◆ Action item
Give back the entries verbatim.

◆ Exercise data
******

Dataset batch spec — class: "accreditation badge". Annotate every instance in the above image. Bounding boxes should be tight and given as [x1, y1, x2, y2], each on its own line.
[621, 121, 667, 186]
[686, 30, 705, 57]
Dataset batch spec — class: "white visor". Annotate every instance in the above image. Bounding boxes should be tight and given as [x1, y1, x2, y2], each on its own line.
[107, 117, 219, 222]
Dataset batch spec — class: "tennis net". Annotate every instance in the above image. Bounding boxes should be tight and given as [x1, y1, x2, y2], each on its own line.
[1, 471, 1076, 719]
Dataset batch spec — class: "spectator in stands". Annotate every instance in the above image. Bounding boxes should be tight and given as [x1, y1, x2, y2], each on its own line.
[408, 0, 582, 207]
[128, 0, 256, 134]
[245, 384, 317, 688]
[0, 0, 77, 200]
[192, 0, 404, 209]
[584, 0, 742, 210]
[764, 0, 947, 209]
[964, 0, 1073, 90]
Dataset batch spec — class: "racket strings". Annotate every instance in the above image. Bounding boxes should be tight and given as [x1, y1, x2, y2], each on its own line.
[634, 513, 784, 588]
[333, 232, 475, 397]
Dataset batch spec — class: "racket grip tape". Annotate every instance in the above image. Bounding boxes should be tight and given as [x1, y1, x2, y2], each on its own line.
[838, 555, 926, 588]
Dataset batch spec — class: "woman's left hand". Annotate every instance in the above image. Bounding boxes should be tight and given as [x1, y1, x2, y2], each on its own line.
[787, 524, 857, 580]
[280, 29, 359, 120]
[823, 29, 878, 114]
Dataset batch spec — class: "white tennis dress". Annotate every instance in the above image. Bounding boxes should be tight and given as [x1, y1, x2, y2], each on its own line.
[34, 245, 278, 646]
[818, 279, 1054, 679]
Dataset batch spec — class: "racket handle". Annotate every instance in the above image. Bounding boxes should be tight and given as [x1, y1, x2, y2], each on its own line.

******

◆ Solution for this task
Dataset batch spec — class: "accreditation badge". Annotate every instance in the above image. Bounding boxes should be tight and given as [x1, y1, x2, y2], each on its own line.
[621, 121, 667, 186]
[686, 30, 705, 57]
Dataset batch spec — class: "white visor". Annotate every instance in the above image. Bounding boxes should be tight and given as [x1, y1, x2, y2], each on its own line.
[107, 117, 219, 222]
Dataset batch spec — class: "tennis net". Annotate every instance in the above image. Bounding boxes should be tight and given as [x1, y1, x2, y2], each on its own line.
[1, 471, 1076, 719]
Dataset batch spec — class: "spectator in stands". Annotate every instance in the above image. Bounding boxes should be tight and given as [x1, y1, x2, y2], each on its own line.
[408, 0, 582, 207]
[128, 0, 256, 134]
[245, 384, 317, 688]
[0, 0, 77, 200]
[192, 0, 404, 209]
[584, 0, 742, 210]
[764, 0, 947, 209]
[964, 0, 1073, 90]
Dataset batch spec — class: "racket strings". Annotate every instance in the above image. Bounding boxes should be tight and given as [x1, y1, x2, y2], each on its own line.
[634, 513, 784, 588]
[333, 232, 475, 397]
Dataset batch spec — class: "racket grip tape". Annotate every instance in the above image. Bounding boxes should be tight and given as [x1, y1, x2, y2], each on its own line.
[838, 555, 926, 588]
Dataset batch spec — class: "woman's left hand". Annotate every instance in the above image. Bounding boxes should be tight and given as [x1, y1, x2, y2], each on its own line.
[787, 524, 857, 580]
[280, 29, 359, 120]
[823, 29, 878, 114]
Dataset batch spec — class: "white tennis dress". Annotate every instance in the above image. Bounding boxes should be tight and given as [x1, y1, x2, y2], each on its own line.
[34, 245, 278, 646]
[818, 279, 1054, 679]
Dataset batch spec — class: "racket handle". Annotate every instance in the above image. Bounding boxes should be tight and given as [x1, y1, x2, y2], each on its own line.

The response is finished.